>> begin Exercise materials
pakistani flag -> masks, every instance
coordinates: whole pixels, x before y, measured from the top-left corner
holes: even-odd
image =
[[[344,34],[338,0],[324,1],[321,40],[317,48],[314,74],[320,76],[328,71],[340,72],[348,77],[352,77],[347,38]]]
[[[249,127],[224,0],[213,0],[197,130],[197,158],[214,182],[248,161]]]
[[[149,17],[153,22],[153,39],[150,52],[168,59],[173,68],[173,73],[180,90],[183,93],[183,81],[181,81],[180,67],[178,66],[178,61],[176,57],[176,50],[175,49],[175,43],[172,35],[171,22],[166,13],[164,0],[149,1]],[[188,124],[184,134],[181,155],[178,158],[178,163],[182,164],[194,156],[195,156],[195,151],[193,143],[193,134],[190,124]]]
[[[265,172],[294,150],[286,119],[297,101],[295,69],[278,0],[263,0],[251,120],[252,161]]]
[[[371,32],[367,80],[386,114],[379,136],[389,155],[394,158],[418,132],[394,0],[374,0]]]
>> end Exercise materials
● **Directions for this task**
Count the lines in the records above that contain the word "measured" and reply with only that number.

● **Answer to the exercise**
1